◆ **GIVEN DATA**:
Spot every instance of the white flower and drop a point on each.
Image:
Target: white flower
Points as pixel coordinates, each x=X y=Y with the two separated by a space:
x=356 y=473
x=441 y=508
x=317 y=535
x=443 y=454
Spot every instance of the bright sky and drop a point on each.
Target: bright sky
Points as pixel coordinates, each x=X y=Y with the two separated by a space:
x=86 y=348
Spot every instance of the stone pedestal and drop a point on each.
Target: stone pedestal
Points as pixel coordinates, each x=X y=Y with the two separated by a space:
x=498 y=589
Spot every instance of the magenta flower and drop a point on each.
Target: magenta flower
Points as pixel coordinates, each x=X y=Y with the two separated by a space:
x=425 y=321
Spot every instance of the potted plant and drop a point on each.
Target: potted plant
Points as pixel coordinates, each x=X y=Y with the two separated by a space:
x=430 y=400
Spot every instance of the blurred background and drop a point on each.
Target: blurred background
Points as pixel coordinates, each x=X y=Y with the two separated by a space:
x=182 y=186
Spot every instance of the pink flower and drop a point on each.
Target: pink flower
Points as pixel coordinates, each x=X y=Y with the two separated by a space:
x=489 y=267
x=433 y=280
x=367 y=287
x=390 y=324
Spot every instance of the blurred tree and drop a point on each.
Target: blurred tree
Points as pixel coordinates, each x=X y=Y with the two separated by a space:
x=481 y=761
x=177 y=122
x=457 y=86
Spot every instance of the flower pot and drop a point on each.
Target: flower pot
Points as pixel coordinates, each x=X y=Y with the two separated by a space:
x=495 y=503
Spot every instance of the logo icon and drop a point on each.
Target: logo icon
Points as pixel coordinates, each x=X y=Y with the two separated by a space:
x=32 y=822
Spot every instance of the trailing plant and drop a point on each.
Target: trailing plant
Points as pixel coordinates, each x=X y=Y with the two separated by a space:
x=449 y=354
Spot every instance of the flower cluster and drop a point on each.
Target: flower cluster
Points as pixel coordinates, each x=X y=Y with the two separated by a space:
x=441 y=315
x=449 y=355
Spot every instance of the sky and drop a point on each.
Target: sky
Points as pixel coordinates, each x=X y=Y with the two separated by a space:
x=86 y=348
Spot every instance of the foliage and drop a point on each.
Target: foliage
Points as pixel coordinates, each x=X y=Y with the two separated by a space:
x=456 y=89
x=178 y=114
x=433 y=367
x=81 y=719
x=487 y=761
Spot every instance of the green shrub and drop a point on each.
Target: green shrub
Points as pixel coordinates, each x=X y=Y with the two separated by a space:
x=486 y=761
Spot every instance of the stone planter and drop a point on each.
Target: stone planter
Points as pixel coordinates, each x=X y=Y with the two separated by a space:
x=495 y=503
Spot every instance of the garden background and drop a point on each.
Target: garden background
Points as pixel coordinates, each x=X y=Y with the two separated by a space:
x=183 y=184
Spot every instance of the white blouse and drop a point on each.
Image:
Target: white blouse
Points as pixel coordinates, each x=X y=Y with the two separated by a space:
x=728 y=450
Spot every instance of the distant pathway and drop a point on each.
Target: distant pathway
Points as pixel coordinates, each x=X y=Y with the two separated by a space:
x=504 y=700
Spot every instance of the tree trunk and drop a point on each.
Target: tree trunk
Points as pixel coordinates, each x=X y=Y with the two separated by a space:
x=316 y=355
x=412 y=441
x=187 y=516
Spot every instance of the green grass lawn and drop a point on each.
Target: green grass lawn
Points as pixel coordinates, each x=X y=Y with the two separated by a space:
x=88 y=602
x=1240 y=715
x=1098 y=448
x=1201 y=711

◆ **WHAT THE TASK ASKS**:
Rewrite all of the records above, replacing every occurrence of "drop a point" with "place a marker" and leaving everything else unchanged.

◆ **WORKED ANSWER**:
Spot every instance of the white flower and place a marker on each.
Image:
Target: white flower
Points as pixel coordinates, each x=X y=Y with the two separated by a space:
x=356 y=473
x=441 y=508
x=317 y=535
x=443 y=454
Spot every instance of the bright sky and place a marker on each.
Target: bright sky
Points as pixel coordinates, each x=X y=Y with the two separated by a space:
x=86 y=348
Spot every instance of the stone pedestal and place a marker on each.
Target: stone pedestal
Points as pixel coordinates, each x=X y=Y with the two separated by a space:
x=498 y=589
Spot every instance of the magenta flower and place a marker on each.
Target: magenta flower
Points as pixel coordinates, each x=X y=Y with the two separated by a space:
x=425 y=321
Spot every instance of the potted plant and place a marker on each.
Target: potted plant
Points as pixel coordinates, each x=X y=Y with the two separated by a space:
x=430 y=400
Spot every instance of the blurred background and place a marker on each.
Target: blurred background
Points as pixel coordinates, each x=X y=Y with the two separated by a space:
x=182 y=186
Spot every instance of the pink flower and place a marker on each.
Target: pink flower
Points as pixel coordinates, each x=X y=Y with the two separated by a space:
x=489 y=267
x=433 y=280
x=367 y=287
x=390 y=324
Spot every instance of the blurred tree and place a marker on each.
Target: blurred tree
Points as pixel coordinates, each x=X y=Y with the two separated by a space:
x=481 y=761
x=177 y=122
x=457 y=86
Spot every instance of the flower pot and place a marker on each.
Target: flower pot
Points as pixel coordinates, each x=X y=Y with the two separated by a space:
x=495 y=503
Spot every instance of the logo icon and place a marker on each.
Target: logo icon
Points as pixel coordinates, each x=X y=Y with the two separated by a space:
x=32 y=822
Spot every instance of the trailing plant and place a marker on each.
Target: trailing plant
Points as pixel coordinates, each x=X y=Y with the two separated by a space:
x=449 y=354
Spot every instance of the flower cluster and place a marker on each.
Target: flower cluster
Points as pixel coordinates, each x=X y=Y with the two separated by a space:
x=441 y=315
x=449 y=355
Spot every instance of the sky and place a marker on each.
Target: sky
Points as pixel coordinates, each x=X y=Y with the two separated by a space:
x=86 y=348
Spot every instance of the foliage and place a marker on each.
Target: foliage
Points as pixel coordinates, each x=X y=Y with the two separated by a space:
x=456 y=89
x=178 y=114
x=433 y=367
x=81 y=719
x=487 y=761
Spot every instance of the green shrub and place a marker on each.
Target: green shrub
Points as pixel coordinates, each x=X y=Y with the two separated by a space:
x=486 y=761
Spot every instance of the stone planter and place a marker on each.
Target: stone planter
Points as pixel coordinates, each x=X y=Y with the two separated by a space:
x=495 y=503
Spot every instance of the garden background and place a marker on each.
Target: garden background
Points as pixel coordinates, each x=X y=Y with the two separated by a space:
x=183 y=184
Spot every instance of the white blouse and place a marker on each.
Image:
Target: white blouse
Points as pixel coordinates, each x=X y=Y with the two separated by a space:
x=728 y=450
Spot every instance of the distant pathway and place a marker on each.
Target: distant pathway
Points as pixel coordinates, each x=X y=Y with the two separated by a space:
x=504 y=700
Spot every instance of the tree trunk and place a marker on each.
Target: tree trunk
Points as pixel coordinates, each x=X y=Y with the two separated by a space:
x=316 y=355
x=412 y=441
x=187 y=516
Spot every instance of the green grass lawn and place a marker on each.
Target: green grass lawn
Points as pixel coordinates, each x=X y=Y with the two separated by a space:
x=88 y=602
x=1240 y=715
x=1098 y=448
x=1201 y=711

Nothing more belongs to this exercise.